→ DIRECTIONS FOR THIS TASK
Put every line of the rows below into a Markdown table with the columns No. and Line, numbering the lines in sequence and omitting any blank lines.

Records

— Begin —

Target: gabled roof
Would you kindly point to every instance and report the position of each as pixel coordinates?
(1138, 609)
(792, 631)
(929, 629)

— End —

→ TASK OUTPUT
| No. | Line |
|---|---|
| 1 | Target: gabled roof |
| 2 | Would you kindly point to every instance and report the position of each as pixel coordinates? |
| 3 | (1138, 609) |
| 4 | (792, 631) |
| 5 | (929, 629) |